Which of the lines below mention the word "white"? Pull each one out.

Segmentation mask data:
····················
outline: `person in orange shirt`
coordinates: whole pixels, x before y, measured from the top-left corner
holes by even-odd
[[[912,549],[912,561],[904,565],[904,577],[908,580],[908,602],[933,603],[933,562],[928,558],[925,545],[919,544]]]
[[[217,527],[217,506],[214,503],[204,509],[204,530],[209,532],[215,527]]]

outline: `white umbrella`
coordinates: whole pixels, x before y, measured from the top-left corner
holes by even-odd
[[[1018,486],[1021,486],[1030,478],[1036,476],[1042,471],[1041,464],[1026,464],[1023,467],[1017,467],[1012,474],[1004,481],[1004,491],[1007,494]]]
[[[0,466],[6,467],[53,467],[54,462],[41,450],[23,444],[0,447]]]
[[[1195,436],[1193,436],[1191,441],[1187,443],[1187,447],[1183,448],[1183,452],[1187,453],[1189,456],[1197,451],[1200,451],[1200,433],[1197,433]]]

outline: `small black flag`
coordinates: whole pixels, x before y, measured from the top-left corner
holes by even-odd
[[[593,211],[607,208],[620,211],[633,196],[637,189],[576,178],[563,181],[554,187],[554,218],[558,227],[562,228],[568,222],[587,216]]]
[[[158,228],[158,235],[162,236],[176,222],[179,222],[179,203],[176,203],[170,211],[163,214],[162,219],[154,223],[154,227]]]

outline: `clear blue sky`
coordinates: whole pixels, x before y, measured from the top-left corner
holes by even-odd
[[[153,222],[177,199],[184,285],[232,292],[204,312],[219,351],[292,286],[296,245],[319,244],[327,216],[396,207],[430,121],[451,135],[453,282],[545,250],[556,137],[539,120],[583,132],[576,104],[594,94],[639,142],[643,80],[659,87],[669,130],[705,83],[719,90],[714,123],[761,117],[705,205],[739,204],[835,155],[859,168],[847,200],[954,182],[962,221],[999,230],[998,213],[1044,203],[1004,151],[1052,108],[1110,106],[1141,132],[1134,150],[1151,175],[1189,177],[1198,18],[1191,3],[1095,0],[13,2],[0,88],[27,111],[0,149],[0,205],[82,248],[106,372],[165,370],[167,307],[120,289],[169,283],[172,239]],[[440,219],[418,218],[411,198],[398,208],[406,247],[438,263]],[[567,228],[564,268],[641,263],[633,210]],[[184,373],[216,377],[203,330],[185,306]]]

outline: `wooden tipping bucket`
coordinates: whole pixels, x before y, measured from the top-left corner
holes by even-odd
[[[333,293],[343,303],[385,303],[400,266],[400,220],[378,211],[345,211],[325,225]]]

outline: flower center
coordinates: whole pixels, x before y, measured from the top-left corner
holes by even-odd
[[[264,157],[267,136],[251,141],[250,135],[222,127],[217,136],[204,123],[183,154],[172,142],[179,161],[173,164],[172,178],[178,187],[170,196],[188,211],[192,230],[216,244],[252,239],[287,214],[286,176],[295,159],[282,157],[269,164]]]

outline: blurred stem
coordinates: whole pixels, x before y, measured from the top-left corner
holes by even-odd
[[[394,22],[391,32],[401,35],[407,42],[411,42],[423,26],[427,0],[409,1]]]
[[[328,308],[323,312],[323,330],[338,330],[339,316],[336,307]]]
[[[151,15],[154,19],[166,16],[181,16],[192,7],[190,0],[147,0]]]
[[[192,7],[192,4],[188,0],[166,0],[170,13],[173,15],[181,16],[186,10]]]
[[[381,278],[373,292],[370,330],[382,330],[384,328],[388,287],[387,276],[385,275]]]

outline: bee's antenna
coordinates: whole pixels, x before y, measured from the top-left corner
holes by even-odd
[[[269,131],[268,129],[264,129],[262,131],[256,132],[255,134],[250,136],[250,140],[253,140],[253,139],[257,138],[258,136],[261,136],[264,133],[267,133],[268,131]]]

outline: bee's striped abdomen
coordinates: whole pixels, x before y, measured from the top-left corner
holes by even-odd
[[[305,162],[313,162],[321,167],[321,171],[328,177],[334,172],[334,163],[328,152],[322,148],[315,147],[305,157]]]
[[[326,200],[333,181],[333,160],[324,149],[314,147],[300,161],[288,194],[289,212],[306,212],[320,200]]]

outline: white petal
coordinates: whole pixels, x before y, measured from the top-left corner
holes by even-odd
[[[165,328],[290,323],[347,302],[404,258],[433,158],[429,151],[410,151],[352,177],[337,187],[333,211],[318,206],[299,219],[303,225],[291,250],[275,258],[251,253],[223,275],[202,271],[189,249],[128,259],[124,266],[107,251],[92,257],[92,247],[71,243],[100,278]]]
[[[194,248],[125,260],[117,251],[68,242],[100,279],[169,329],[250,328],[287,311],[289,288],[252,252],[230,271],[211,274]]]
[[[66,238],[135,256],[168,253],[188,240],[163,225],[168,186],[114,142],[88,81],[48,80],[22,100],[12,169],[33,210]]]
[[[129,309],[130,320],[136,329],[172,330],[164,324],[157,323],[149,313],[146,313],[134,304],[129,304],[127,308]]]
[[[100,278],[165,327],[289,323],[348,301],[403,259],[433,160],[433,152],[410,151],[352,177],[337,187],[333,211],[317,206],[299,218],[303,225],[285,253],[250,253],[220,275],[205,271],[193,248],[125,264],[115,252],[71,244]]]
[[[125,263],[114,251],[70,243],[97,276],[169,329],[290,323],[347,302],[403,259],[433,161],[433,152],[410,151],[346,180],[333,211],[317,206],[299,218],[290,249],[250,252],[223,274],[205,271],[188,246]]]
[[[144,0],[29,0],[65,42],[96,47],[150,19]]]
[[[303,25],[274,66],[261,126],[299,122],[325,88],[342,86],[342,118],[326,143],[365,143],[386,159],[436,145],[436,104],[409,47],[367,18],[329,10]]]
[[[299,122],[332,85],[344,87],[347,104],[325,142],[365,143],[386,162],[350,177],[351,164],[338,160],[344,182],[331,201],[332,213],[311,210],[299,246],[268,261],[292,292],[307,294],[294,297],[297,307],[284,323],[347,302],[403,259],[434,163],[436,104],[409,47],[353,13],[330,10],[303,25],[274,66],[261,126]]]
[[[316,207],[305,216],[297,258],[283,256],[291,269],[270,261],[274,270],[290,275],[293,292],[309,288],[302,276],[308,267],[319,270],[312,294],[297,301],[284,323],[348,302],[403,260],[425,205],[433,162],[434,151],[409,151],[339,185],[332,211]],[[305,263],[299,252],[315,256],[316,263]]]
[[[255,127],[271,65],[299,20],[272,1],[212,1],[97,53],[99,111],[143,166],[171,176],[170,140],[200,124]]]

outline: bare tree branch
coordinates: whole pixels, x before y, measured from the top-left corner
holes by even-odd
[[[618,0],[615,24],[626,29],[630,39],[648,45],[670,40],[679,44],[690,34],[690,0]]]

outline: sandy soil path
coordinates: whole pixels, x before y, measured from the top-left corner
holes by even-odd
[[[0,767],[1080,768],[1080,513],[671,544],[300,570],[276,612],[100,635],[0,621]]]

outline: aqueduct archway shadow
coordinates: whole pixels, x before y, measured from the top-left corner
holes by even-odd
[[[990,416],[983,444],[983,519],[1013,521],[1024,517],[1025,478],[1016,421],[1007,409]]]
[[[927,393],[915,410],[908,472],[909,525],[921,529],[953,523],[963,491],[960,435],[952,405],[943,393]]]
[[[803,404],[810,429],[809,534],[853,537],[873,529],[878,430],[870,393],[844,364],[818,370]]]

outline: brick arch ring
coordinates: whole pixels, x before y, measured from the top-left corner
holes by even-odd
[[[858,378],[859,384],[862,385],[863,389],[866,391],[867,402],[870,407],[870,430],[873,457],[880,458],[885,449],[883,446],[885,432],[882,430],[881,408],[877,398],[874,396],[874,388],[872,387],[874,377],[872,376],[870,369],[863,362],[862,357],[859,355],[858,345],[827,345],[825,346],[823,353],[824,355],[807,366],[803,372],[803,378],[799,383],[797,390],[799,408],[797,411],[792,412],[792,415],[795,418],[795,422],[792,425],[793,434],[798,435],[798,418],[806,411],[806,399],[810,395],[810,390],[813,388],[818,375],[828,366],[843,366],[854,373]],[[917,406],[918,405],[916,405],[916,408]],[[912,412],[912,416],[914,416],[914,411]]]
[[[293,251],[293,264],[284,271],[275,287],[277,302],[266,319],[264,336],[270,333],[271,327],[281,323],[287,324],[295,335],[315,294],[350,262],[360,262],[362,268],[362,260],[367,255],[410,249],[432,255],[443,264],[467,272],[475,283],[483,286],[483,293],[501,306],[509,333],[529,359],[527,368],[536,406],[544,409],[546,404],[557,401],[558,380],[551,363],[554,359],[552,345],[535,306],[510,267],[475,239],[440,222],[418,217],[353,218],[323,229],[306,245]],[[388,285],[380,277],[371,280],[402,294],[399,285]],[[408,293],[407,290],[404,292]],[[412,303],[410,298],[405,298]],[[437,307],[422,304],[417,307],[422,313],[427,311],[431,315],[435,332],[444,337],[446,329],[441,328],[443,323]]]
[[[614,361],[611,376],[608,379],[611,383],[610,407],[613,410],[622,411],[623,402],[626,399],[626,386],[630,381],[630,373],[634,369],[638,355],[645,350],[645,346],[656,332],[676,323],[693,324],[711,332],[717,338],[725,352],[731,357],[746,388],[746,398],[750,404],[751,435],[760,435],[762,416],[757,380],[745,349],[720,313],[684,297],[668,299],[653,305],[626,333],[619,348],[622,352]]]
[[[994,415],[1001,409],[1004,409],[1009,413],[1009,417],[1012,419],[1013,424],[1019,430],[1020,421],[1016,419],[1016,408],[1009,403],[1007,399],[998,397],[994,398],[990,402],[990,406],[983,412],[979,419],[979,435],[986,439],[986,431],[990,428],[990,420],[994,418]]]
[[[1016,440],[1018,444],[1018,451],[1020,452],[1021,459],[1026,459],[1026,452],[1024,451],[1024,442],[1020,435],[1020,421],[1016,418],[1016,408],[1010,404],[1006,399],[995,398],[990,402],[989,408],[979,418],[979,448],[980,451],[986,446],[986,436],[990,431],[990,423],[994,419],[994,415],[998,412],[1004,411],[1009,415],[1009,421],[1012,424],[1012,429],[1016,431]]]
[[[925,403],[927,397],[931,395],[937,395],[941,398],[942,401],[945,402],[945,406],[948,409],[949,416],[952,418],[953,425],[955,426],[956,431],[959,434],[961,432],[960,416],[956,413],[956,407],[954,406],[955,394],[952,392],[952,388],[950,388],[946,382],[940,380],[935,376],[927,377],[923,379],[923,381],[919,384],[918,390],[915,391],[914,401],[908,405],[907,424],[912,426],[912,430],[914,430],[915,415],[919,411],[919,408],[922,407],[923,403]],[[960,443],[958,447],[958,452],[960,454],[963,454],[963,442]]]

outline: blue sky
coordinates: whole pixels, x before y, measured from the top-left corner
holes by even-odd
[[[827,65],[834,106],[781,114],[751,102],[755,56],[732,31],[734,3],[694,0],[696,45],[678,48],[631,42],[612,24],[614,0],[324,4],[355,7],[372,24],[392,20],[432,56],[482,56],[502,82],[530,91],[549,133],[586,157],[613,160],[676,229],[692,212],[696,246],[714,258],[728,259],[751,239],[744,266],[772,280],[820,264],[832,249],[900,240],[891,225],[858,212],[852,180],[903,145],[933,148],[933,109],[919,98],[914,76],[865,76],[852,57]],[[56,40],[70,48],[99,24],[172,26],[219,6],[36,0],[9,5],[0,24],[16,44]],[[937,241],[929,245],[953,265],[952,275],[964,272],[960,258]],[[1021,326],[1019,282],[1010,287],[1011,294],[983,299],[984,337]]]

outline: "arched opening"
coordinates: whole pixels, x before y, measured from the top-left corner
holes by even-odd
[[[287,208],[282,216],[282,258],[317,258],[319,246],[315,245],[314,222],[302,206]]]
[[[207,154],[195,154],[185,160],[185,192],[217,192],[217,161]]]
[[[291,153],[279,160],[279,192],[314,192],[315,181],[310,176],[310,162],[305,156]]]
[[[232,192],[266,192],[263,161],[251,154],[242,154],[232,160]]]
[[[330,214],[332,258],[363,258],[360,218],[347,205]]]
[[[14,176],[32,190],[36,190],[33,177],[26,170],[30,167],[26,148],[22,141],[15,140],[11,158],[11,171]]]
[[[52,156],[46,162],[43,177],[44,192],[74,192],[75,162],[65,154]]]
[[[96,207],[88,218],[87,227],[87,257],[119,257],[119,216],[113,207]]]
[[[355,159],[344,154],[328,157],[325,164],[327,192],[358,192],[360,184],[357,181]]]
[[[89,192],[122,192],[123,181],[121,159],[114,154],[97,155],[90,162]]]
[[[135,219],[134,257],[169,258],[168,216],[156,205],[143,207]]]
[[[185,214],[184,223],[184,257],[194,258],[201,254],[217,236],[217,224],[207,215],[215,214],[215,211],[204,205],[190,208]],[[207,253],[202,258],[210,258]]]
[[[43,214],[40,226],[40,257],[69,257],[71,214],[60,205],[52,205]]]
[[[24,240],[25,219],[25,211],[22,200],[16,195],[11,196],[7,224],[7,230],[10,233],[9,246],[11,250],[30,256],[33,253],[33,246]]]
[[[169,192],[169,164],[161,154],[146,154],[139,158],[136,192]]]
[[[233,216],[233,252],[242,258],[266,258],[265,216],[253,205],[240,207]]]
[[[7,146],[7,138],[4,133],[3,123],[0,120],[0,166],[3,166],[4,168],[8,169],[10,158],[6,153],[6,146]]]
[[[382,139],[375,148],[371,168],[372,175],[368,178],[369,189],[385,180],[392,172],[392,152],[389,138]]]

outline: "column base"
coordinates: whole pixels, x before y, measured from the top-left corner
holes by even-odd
····················
**Answer to the problem:**
outline: `white umbrella`
outline: white petal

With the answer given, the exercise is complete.